- **Instruction**
Express the entries as a numbered list with blank lines omitted, starting at the first entry and ending at the line that contains "[[375, 135]]".
▼
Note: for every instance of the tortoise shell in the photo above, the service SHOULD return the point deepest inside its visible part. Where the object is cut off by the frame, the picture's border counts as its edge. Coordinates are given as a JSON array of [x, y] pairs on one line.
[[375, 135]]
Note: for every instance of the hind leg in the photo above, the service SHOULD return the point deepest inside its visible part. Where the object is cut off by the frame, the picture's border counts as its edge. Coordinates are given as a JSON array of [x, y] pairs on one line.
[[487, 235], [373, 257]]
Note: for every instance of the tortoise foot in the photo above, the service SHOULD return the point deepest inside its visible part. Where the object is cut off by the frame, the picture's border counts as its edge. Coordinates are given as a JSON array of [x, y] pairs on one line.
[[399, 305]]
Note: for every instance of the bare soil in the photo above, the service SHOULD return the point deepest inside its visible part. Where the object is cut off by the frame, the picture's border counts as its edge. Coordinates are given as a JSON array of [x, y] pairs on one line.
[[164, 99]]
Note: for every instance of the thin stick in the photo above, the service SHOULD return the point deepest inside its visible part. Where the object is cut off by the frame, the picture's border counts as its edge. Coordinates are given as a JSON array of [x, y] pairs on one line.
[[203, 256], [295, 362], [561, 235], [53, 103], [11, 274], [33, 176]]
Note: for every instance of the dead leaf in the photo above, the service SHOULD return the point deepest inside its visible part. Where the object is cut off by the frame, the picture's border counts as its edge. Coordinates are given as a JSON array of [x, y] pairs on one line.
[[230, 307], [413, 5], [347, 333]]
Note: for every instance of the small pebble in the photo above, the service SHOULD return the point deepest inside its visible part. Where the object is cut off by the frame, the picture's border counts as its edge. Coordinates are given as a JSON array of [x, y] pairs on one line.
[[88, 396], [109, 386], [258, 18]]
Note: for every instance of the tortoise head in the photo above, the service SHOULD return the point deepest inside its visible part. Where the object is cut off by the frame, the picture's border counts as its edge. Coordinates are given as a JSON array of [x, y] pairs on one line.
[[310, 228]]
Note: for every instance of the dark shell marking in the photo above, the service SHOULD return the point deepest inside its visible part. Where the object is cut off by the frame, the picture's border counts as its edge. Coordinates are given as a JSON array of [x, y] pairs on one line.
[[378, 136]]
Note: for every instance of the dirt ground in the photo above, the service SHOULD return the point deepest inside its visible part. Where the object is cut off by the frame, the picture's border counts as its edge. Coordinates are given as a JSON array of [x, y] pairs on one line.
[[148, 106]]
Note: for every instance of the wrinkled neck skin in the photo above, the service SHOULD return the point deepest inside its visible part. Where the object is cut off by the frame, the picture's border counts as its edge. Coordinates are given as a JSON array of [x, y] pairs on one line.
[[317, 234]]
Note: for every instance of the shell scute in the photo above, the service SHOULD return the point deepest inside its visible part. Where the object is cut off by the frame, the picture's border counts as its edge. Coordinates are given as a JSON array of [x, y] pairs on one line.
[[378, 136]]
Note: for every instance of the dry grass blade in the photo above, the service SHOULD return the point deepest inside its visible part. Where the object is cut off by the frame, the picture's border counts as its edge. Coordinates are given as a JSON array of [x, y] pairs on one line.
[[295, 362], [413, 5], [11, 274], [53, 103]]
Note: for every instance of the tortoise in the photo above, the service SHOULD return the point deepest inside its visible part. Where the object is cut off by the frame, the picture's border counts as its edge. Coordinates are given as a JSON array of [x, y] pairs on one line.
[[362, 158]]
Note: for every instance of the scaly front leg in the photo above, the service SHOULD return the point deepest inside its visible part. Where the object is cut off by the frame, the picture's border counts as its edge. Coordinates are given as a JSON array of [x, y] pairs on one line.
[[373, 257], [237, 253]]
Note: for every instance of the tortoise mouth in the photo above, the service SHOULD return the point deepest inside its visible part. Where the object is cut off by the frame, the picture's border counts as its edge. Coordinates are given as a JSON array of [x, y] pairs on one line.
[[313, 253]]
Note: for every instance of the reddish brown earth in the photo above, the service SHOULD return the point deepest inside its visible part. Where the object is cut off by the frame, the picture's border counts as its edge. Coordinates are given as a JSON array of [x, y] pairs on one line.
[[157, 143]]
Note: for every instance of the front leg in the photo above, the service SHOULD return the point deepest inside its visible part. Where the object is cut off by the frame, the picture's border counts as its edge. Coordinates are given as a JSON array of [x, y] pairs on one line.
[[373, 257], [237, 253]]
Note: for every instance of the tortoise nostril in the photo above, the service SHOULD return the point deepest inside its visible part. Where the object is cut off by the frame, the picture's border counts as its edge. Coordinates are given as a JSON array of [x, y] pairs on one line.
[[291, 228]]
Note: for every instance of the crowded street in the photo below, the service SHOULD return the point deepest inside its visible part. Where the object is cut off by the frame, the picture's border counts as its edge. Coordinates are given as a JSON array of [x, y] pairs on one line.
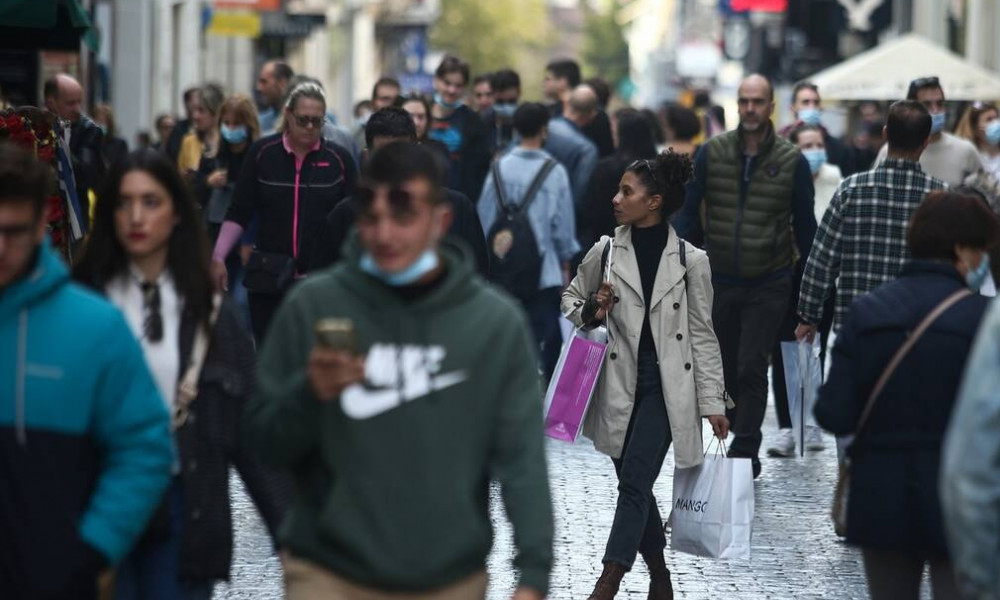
[[795, 551], [499, 300]]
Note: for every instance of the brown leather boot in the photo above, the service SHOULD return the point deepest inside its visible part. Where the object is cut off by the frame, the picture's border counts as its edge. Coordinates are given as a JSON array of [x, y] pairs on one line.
[[607, 585], [660, 587]]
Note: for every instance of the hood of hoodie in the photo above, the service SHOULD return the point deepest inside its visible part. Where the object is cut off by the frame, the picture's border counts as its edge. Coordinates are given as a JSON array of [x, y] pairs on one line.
[[45, 277], [460, 279]]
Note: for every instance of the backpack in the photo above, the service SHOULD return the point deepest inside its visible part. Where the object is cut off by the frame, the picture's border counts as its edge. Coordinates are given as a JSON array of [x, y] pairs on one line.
[[516, 263]]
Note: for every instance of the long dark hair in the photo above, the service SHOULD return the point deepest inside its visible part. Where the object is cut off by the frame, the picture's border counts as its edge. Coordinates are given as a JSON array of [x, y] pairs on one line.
[[635, 137], [104, 258]]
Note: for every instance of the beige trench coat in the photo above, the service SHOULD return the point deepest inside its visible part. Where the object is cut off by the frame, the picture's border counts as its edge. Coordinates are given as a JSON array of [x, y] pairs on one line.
[[681, 322]]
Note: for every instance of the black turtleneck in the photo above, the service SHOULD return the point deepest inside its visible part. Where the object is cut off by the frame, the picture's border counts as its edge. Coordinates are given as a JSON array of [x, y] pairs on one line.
[[649, 243]]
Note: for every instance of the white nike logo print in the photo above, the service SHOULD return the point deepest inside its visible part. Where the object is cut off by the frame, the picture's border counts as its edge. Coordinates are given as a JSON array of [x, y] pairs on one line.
[[360, 402]]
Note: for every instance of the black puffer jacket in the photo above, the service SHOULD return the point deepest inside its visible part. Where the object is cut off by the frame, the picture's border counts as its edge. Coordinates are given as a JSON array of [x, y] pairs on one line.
[[210, 441], [893, 503]]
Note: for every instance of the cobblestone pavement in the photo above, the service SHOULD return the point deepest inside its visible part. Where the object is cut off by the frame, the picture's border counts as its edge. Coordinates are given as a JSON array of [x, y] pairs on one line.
[[795, 554]]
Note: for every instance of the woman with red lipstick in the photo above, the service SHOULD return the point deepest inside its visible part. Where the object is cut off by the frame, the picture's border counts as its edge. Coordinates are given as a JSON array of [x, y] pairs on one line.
[[663, 372], [149, 255]]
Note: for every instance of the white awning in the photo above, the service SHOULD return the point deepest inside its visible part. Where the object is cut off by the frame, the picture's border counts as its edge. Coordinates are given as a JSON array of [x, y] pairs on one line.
[[885, 72]]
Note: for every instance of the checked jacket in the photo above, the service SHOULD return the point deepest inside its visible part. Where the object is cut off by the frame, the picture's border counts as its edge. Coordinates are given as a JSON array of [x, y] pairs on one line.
[[861, 242]]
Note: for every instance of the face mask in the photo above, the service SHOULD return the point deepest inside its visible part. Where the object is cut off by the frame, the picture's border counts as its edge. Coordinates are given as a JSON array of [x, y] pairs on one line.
[[507, 109], [427, 262], [234, 135], [448, 105], [937, 122], [993, 133], [975, 278], [810, 116], [816, 158]]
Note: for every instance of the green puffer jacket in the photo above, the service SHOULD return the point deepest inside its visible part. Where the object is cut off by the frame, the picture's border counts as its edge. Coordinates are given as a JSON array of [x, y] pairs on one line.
[[748, 231]]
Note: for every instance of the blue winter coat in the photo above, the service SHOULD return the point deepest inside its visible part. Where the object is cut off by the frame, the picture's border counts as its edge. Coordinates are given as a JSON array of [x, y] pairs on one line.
[[894, 502], [85, 443]]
▲
- **Full answer**
1. Note: for every instance of the tortoise shell in the photo above, the service SHOULD return the point deepest inside its visible part. Where the object is cut off by the frame, the picture's border counts as its edge. Coordinates are given as a JSON array of [x, y] pairs on one line.
2. [[375, 135]]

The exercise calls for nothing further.